§ Texte fourni:
ChatGPT fait les gros titres de tous les journaux depuis plusieurs semaines. Pensez-vous qu’il y a un effet d’emballement médiatique derrière cette innovation ou est-elle réellement disruptive ?
Les giga-modèles de type transformers font l’objet de publications scientifiques depuis plusieurs années). Plus que l’innovation technologique, c’est l’expérimentation et l’acculturation accélérée à l’IA du grand public qui constituent selon moi la véritable rupture. Le phénomène chatGPT a mis en évidence :
- l’excellent niveau de performance sur certaines tâches de ces modèles,
- la nécessité de faciliter l’expérimentation pour favoriser la diffusion de l’IA dans l’économie,
- l’importance des communs numériques (larges bases de données d’apprentissages conformes à la réglementation européenne et respectant les droits d’auteur et de PI, giga-modèles pré-entrainés open source, supercalculateurs pour l’entraînement des modèles, métriques consensuelles pour l’évaluation de l’IA générative, etc.). Les cas d’usages de ces modèles sont très nombreux avec un potentiel de transformation de l’économie très important à condition de garantir la confiance dans ses résultats.
“L’ensemble des tâches administratives, de l’exécution de procédures aux expertises juridiques et financières, semblent pouvoir faire l’objet d’une automatisation par l’IA générative”
Dans quels domaines pensez-vous qu’elle pourrait d’abord s’appliquer ? Avec quels bénéfices et quels risques ?
L’ensemble des tâches administratives, de l’exécution de procédures aux expertises juridiques et financières, semblent pouvoir faire l’objet d’une automatisation par l’IA générative. Les giga-modèles multimodaux comme GPT-4 étendent encore le panorama de tâches concernées. D’importants gains de compétitivité pour les entreprises seraient ainsi accessibles à court terme.
Concernant les risques, il semble important de signaler que l’IA générative n’est à ce jour pas une IA de confiance : certaines bases de données d’apprentissage, reposant principalement sur un scrapping du web, ne semblent pas respecter les droits d’auteur et de propriété. Il n’existe pas encore de métrique consensuelle permettant d’apprécier l’équité (absence de biais), la robustesse, la résilience de ces modèles.

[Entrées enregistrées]
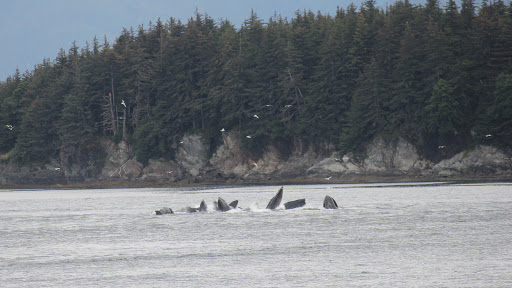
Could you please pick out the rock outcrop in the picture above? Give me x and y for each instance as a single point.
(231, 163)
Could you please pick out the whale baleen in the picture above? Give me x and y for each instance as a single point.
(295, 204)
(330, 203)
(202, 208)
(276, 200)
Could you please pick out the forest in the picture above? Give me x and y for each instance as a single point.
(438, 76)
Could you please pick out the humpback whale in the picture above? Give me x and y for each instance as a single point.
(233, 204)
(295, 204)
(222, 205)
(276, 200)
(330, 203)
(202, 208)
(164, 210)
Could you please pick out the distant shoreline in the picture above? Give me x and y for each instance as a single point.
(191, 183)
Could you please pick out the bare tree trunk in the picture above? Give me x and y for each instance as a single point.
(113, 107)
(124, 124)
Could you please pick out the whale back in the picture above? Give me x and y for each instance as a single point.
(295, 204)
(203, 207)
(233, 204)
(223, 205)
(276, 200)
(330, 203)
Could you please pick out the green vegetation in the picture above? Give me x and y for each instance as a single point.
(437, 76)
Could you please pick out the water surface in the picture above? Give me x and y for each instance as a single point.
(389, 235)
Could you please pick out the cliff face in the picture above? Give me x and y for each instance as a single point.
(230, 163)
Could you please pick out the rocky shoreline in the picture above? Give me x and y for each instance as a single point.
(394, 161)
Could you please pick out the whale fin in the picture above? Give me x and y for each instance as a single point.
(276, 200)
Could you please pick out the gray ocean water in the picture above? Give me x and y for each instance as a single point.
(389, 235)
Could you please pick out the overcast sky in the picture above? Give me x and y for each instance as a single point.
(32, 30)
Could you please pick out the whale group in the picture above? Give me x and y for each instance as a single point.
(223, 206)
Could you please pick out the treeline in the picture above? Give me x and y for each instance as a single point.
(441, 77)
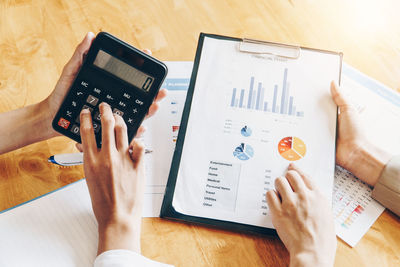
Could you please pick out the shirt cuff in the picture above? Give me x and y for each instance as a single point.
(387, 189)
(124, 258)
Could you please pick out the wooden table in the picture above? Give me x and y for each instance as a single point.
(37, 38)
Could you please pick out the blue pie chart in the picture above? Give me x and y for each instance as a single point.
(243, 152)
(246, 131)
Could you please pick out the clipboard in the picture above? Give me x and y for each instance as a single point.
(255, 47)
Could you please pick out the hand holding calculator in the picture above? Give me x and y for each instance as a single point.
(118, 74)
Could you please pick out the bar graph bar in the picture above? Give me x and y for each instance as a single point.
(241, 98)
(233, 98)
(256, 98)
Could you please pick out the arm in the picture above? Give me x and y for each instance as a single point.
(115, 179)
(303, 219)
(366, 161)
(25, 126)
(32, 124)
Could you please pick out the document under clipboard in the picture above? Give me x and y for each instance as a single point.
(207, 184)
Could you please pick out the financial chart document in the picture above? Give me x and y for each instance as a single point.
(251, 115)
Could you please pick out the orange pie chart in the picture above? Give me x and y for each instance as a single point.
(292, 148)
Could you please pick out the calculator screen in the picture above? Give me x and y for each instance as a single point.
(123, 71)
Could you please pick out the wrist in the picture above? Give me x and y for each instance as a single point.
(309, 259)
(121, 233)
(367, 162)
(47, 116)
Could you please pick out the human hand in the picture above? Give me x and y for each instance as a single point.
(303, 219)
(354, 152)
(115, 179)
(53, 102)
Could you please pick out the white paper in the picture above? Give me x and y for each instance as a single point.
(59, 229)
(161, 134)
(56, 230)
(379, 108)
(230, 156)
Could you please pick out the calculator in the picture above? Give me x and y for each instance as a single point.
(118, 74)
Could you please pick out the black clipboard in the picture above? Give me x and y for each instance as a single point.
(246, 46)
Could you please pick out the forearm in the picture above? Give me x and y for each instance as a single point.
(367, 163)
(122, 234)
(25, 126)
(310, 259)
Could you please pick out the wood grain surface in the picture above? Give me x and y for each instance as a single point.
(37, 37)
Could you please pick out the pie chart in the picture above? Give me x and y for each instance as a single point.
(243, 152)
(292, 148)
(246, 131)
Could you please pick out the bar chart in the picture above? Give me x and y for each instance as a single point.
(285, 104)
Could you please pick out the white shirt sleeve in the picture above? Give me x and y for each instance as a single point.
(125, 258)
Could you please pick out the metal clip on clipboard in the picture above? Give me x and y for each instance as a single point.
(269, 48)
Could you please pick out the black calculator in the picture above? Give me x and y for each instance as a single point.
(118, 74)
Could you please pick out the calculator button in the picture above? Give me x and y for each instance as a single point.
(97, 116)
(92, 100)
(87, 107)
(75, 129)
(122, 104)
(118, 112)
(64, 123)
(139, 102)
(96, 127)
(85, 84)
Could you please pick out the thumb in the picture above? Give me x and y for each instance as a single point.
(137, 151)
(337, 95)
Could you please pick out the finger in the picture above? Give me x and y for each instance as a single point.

§ Consigne: Citez le passage du texte sur l'IA générative qui va de « Dans quels domaines » à « à court terme. ». Les enregistrements n'ont aucun rapport avec le texte.

§ Votre réponse:
Dans quels domaines pensez-vous qu’elle pourrait d’abord s’appliquer ? Avec quels bénéfices et quels risques ?
L’ensemble des tâches administratives, de l’exécution de procédures aux expertises juridiques et financières, semblent pouvoir faire l’objet d’une automatisation par l’IA générative. Les giga-modèles multimodaux comme GPT-4 étendent encore le panorama de tâches concernées. D’importants gains de compétitivité pour les entreprises seraient ainsi accessibles à court terme.